ABD başkanlık seçimi öncesinde piyasalarda oynaklık artıyor. Volatilitenin arttığı dönemler borsa endeksleri açısından olumsuz olur. Hisse senetleri bu sefer iyi duruyorlar. Şirket tahvilleri de güçlü performans sergiliyorlar. Hazine tahvillerinde yoğun satışlar var. Piyasalar açısından kritik gösterge, 10-yıllık tahvil faizi yüzde 4,30’a yükseldi.
Tahvil yatırımcısı açısından moral bozucu olan, tahvillerdeki satışın, petrol fiyatında son üç haftada yaşanan yüzde 6’lık düşüşe rağmen gerçekleşmesidir. Petrol fiyatındaki bu düşüş, hem ekim enflasyonunu, hem de kasım enflasyonunu olumlu etkileyebilir. Amerikan ekonomisi yumuşak bir iniş mi, sert bir iniş mi yapacak tartışması çok yapıldı. Piyasalarda bugün gözlenen, ‘‘Bir iniş olmayacak’’ fiyatlamasıdır. Atlanta Fed, üçüncü çeyrek büyümesini yüzde 3,4 bekliyor. Şirket bilançoları iyi geliyor. Son çeyrek için de pozitif beklentiler hâkim.

[Kayıtlı girdiler]
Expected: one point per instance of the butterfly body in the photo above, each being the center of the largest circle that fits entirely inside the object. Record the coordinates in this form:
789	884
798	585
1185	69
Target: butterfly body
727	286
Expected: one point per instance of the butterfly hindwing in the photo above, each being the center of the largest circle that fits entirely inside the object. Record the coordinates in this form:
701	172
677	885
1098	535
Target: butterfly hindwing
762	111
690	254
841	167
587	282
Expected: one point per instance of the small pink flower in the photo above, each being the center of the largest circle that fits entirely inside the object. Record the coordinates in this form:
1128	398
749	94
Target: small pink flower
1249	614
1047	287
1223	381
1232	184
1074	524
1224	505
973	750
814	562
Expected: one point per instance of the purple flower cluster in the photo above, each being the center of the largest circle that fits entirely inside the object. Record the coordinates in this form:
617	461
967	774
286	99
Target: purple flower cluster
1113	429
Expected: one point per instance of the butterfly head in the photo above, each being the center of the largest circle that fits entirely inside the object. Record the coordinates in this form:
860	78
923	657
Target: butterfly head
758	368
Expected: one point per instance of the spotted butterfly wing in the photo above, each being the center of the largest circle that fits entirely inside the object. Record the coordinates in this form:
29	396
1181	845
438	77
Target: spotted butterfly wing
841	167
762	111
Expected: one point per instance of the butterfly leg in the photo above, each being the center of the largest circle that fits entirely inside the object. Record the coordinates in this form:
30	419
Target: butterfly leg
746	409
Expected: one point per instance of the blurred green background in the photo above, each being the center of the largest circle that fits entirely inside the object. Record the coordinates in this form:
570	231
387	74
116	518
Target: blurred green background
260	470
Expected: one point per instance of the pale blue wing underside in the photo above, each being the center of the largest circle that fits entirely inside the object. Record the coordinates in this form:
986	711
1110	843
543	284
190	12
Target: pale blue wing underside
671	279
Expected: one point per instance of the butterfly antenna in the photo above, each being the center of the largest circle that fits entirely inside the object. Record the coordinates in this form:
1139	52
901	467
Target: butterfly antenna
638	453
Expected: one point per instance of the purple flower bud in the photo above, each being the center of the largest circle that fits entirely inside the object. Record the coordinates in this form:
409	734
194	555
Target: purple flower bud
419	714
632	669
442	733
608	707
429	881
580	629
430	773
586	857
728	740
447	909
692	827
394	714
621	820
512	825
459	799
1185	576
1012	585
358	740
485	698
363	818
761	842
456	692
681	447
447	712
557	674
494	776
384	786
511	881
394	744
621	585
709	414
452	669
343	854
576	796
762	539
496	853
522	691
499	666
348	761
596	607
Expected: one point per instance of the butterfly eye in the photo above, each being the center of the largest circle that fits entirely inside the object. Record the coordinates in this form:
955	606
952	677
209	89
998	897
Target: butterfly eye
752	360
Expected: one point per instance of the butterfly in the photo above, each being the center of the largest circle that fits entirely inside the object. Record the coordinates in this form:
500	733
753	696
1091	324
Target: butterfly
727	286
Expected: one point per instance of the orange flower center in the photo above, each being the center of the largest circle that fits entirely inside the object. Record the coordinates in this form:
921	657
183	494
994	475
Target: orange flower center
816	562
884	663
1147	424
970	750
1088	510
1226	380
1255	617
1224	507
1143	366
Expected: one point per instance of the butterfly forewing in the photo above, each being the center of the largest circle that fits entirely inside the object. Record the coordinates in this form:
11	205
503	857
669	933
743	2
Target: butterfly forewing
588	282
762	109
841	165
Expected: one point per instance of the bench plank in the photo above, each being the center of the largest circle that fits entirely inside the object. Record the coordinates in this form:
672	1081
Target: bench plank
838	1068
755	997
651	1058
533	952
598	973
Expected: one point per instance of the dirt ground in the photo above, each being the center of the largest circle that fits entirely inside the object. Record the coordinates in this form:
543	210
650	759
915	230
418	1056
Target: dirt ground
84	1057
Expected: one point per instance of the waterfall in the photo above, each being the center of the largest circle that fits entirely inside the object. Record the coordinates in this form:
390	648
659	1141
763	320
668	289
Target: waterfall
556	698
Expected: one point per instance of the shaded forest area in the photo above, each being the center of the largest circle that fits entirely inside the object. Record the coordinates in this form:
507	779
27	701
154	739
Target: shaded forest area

◆ **İstenen görevler**:
a) Piyasalarla ilgili metnin "Tahvil yatırımcısı açısından" ile başlayıp "pozitif beklentiler hâkim." ile biten kısmını yeniden yazın ve "bilançoları" yerine "kârları" koyarak değiştirin.
b) Lütfen piyasalarla ilgili metni kaldığı yerden sürdürün.

◆ **Alıştırma sonuçları**:
a)
Tahvil yatırımcısı açısından moral bozucu olan, tahvillerdeki satışın, petrol fiyatında son üç haftada yaşanan yüzde 6’lık düşüşe rağmen gerçekleşmesidir. Petrol fiyatındaki bu düşüş, hem ekim enflasyonunu, hem de kasım enflasyonunu olumlu etkileyebilir. Amerikan ekonomisi yumuşak bir iniş mi, sert bir iniş mi yapacak tartışması çok yapıldı. Piyasalarda bugün gözlenen, ‘‘Bir iniş olmayacak’’ fiyatlamasıdır. Atlanta Fed, üçüncü çeyrek büyümesini yüzde 3,4 bekliyor. Şirket kârları iyi geliyor. Son çeyrek için de pozitif beklentiler hâkim.

b)
Pandemi sonrası dönemde bazı ezberler bozuluyor. Örneğin, pandemi öncesindeki 40 yılda, 2 yıllık tahvil faizinin 10 yıllık faizin üzerine çıkması resesyon habercisi oldu. Bu durumun gerçekleşmesi (verim eğrisinin negatif eğimli olması), durgunluk tahmininde hiç yanılmadı. İki yıldır bu durum gözlenmesine rağmen, durgunluk yaşanmadı. İşsizliğin artması da resesyonun öncü göstergelerindendir. Bu da yanlış sinyal veriyor. Trump’ın olası zaferi, vergi indirimleri üzerinden bütçe açığını yükseltecek. Belirsizlikler daha da artacak.